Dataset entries
______________________________
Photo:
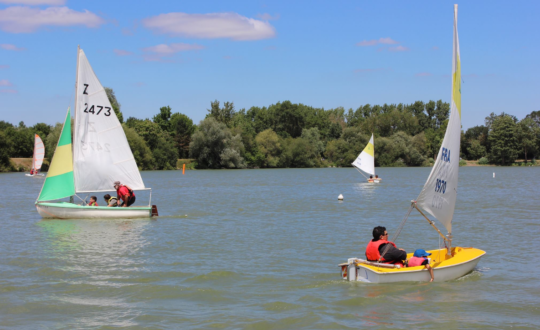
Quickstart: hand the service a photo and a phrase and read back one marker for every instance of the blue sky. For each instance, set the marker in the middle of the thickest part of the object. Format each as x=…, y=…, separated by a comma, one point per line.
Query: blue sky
x=186, y=54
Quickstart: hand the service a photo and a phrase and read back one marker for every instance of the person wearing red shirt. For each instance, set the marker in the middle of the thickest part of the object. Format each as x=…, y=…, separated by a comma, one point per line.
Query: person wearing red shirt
x=126, y=195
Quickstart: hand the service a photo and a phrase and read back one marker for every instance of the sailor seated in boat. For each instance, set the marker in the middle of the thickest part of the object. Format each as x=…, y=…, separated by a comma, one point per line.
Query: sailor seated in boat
x=111, y=201
x=125, y=194
x=420, y=259
x=381, y=245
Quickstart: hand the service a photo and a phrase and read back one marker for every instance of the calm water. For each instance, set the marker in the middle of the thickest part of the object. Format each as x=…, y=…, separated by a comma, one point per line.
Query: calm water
______________________________
Exercise objective => From the line holding "Query: sailor seated in boat" down to the final line above, quote every line exactly and only those lines.

Task solution =>
Query: sailor seated in boat
x=111, y=201
x=125, y=194
x=420, y=259
x=381, y=245
Quickstart: hand the service a photo and a phrase and read back one marker for every instance of the calm water. For each instance, set the marker in the middle of the thickest part of the object. Format each as x=…, y=…, separated by a comma, one point per line.
Query: calm water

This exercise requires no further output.